* WORK TO COMPLETE *
1 > In the passage about Goodwin's biodiesel conversions, update the stretch from "One engineer turned" through "Wagoneer to biodiesel.", writing "Ferrari" wherever "Lamborghini" appears.
2 > Answer these questions from the account of Goodwin's engine work, one line per answer:
(a) Where did the grease Goodwin put in the engine the day before come from?
(b) According to one engineer, what had GM said?
(c) What mileage did the Impala reach after the conversion?
3 > Extend the piece on Goodwin's biodiesel conversions, picking up right after its final sentence.

* SUPPLIED PASSAGE *
BEGIN

He opened the hood, "and they're just all in and out and around the valves and checking it out," he says. They asked to hear it run, sending a stab of fear through Goodwin. He'd filled it up with grease from a Chinese restaurant the day before and was worried that the cold morning might have solidified the fuel. But it started up on the first try and ran so quietly that at first they didn't believe it was really on. "When you start a diesel engine up on vegetable oil," Goodwin says, "you turn the key, and you hear nothing. Because of the lubricating power of the oil, it's just so smooth. Whisper quiet. And they're like, 'Is it running? Yeah, you can hear the fan going.'"

One engineer turned and said, "GM said this wouldn't work."

"Well," Goodwin replied, "here it is."

Goodwin's feats of engineering have become gradually more visible over the past year. Last summer, Imperium Renewables contacted MTV's show Pimp My Ride about creating an Earth Day special in which Goodwin would convert a muscle car to run on biodiesel. The show chose a '65 Chevy Impala, and when the conversion was done, he'd doubled its mileage to 25 mpg and increased its pull from 250 to 800 horsepower. As a stunt, MTV drag-raced the Impala against a Lamborghini on California's Pomona Raceway. "The Impala blew the Lamborghini away," says Kevin Kluemper, the lead calibration engineer for GM's Allison transmission unit, who'd flown down to help with the conversion. Schwarzenegger, who was on the set that day, asked Goodwin on the spot to convert his Wagoneer to biodiesel.

END

* DATASET SECTION *

BEGIN

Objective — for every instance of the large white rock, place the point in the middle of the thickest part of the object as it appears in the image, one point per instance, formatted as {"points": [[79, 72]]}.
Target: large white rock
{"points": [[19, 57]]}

END

* RESPONSES FOR EACH TASK *
1 >
One engineer turned and said, "GM said this wouldn't work."

"Well," Goodwin replied, "here it is."

Goodwin's feats of engineering have become gradually more visible over the past year. Last summer, Imperium Renewables contacted MTV's show Pimp My Ride about creating an Earth Day special in which Goodwin would convert a muscle car to run on biodiesel. The show chose a '65 Chevy Impala, and when the conversion was done, he'd doubled its mileage to 25 mpg and increased its pull from 250 to 800 horsepower. As a stunt, MTV drag-raced the Impala against a Ferrari on California's Pomona Raceway. "The Impala blew the Ferrari away," says Kevin Kluemper, the lead calibration engineer for GM's Allison transmission unit, who'd flown down to help with the conversion. Schwarzenegger, who was on the set that day, asked Goodwin on the spot to convert his Wagoneer to biodiesel.

2 >
(a) A Chinese restaurant.
(b) That this wouldn't work.
(c) 25 mpg.

3 >
Observers of Goodwin's work say his skill lies in an uncanny ability to visualize a mechanical system in precise detail, long before he picks up a wrench. (Goodwin says he does much of his mental work during long drives.) "He has talent unknown to any mortal," says Mad Mike, Pimp My Ride's host. "He has this ability to see things so exactly, and I still don't know how he does it."

For his part, Goodwin argues he's merely "a problem solver. Most people try to make things more complicated than they are." He speaks of the major carmakers with a sort of mild disdain: If he can piece together cleaner vehicles out of existing GM parts and a bit of hot-rod elbow grease, why can't they bake that kind of ingenuity into their production lines? Prod him enough on the subject and his mellowness peels away, revealing a guy fired by an almost manic frustration. "Everybody should be driving a plug-in vehicle right now," he complains, in one of his laconic engineering lectures, as we wander through the blistering Kansas heat to a nearby Mexican restaurant. "I can go next door to Ace Hardware and buy a DC electric motor, go out to my four-wheel-drive truck, remove the transmission and engine, bolt the electric motor onto the back of the transfer case, put a series of lead-acid batteries up to 240 volts in the back of the bed, and we're good to go. I guarantee you I could drive all around town and do whatever I need, go home at night, and hook up a couple of battery chargers, plug one into an outlet, and be good to go the next day.

"Detroit could do all this stuff overnight if it wanted to," he adds.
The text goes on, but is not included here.